(Excerpt):
=-=-=

Furthermore, the UV-vis absorption spectrum of the CuI film and STO wafer was recorded to investigate their optical property, respectively. As displayed in Fig. 3(a), the sharp absorption edge of the CuI film is at around 410 nm. And the optical bandgap can be estimated to be 3.0 eV by the Tauc plot using the UV-vis absorbance spectrum in Fig. 3(b). Meanwhile, the obvious absorption edge of the STO wafer is at around 400 nm in Fig. 3(c), and the corresponding bandgap could be calculated to be 3.1 eV, as seen in Fig. 3(d). Due to their approximate absorption edge and considerable bandgap width, the CuI/STO device may have strong coupling and unique photoelectric properties. The optical transmissivities of the obtained experimental samples are studied before the PD construction, and the corresponding results are displayed in Fig. 3(e). Both the CuI film and the STO wafer have good transparency in the visible region. The CuI film shows an obvious transmittance decline at about 400 nm, and then a gradual transmittance decline from 400 to 200 nm. Meanwhile, the STO film shows a sharp transmittance cut-off at about 400 nm. The CuI and STO films both maintain an average transmittance of 70% in the visible light region (400–760 nm) owing to the transparent crystal structure and the proper bandgap. Furthermore, the composite CuI/STO film has a high transmittance of >70% in the visible light range, and is opaque to ultraviolet radiation, with a sharp transmittance cut-off at about 400 nm. The light transmittance decreases sharply in the UV range, blocking 99.9% UV (200–385 nm) radiation. Fig. 3(f) displays the transmittance of the CuI/STO device photograph, which provides a clear observation of the PD transparency. The CuI/STO PD exhibits a visible light transparency of >70%, and the corresponding printed photograph can be distinguished evidently under the PD. These results are comparable to related transparent UV filters in previous literature.^27–29 Therefore, the CuI/STO device has a high visible light transparency (>70%) and a high UV shielding (>99.9%).

Fig. 3 (a)–(d) UV-vis absorption spectrum of the CuI film (a) and STO wafer (c), and Tauc plot of the CuI film (b) and STO wafer (d) obtained from its absorbance spectrum, respectively. (e) The transmittance curves of the CuI film, the STO wafer and the CuI/STO film, respectively. (f) The photograph of the CuI/STO device on printed patterns.

=-=-=

(Work to do):
Can you reproduce, word for word, the stretch of the CuI/STO excerpt from "Fig. 3 (a)–(d)" through "on printed patterns."? The listing comes from a source unrelated to the CuI/STO excerpt.

(Recorded data):
=-=-=

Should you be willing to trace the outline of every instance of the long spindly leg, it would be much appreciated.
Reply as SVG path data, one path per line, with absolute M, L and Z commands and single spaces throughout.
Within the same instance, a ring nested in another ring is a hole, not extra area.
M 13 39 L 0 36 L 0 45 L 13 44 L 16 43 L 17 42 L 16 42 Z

=-=-=

(Problem solution):
Fig. 3 (a)–(d) UV-vis absorption spectrum of the CuI film (a) and STO wafer (c), and Tauc plot of the CuI film (b) and STO wafer (d) obtained from its absorbance spectrum, respectively. (e) The transmittance curves of the CuI film, the STO wafer and the CuI/STO film, respectively. (f) The photograph of the CuI/STO device on printed patterns.